Format the lines of the records below as a numbered list, starting at the line that contains "If you could tag the evergreen" and running through the end of the records, with both ends included and blank lines left out.

Collection entries
[Start]
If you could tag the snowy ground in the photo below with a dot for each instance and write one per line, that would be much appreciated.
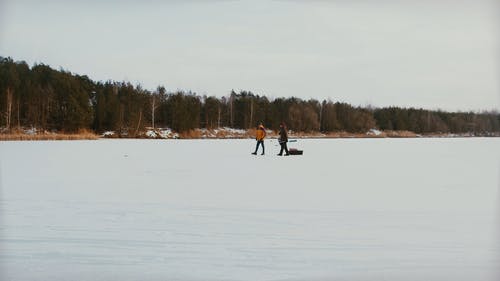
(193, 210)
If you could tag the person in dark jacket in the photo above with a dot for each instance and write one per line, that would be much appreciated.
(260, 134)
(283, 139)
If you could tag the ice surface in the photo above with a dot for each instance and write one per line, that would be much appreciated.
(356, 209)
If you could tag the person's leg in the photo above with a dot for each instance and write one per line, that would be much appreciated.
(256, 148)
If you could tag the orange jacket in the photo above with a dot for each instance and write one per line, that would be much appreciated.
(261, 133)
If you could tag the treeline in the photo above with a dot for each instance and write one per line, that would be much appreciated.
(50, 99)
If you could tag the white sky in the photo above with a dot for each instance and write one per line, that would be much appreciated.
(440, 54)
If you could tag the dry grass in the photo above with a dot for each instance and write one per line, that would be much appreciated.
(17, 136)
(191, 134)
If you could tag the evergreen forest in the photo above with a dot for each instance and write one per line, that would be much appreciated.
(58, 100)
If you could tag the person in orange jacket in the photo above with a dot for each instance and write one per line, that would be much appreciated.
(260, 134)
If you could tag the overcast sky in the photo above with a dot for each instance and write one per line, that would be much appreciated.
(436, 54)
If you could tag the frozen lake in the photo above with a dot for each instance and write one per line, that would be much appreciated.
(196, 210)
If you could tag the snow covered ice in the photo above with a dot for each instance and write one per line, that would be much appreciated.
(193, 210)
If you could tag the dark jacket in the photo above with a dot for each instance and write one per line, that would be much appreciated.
[End]
Written solution:
1. If you could tag the evergreen forest in the photo above with a dot for each instance and write one per line, that would be much appreciated.
2. (58, 100)
3. If you could tag the person in orange jacket in the photo above with a dot for each instance and write one per line, that would be much appreciated.
4. (260, 134)
5. If you could tag the overcast sky in the photo above with a dot for each instance and write one per line, that would be much appreciated.
6. (436, 54)
7. If you could tag the frozen lake in the photo above with a dot for each instance and write one per line, that would be much appreciated.
8. (196, 210)
9. If you could tag the snow covered ice in the photo above with a dot for each instance and write one per line, that would be much appreciated.
10. (193, 210)
11. If you could tag the dark jacket in the photo above with a dot for each instance and write one per line, that would be much appreciated.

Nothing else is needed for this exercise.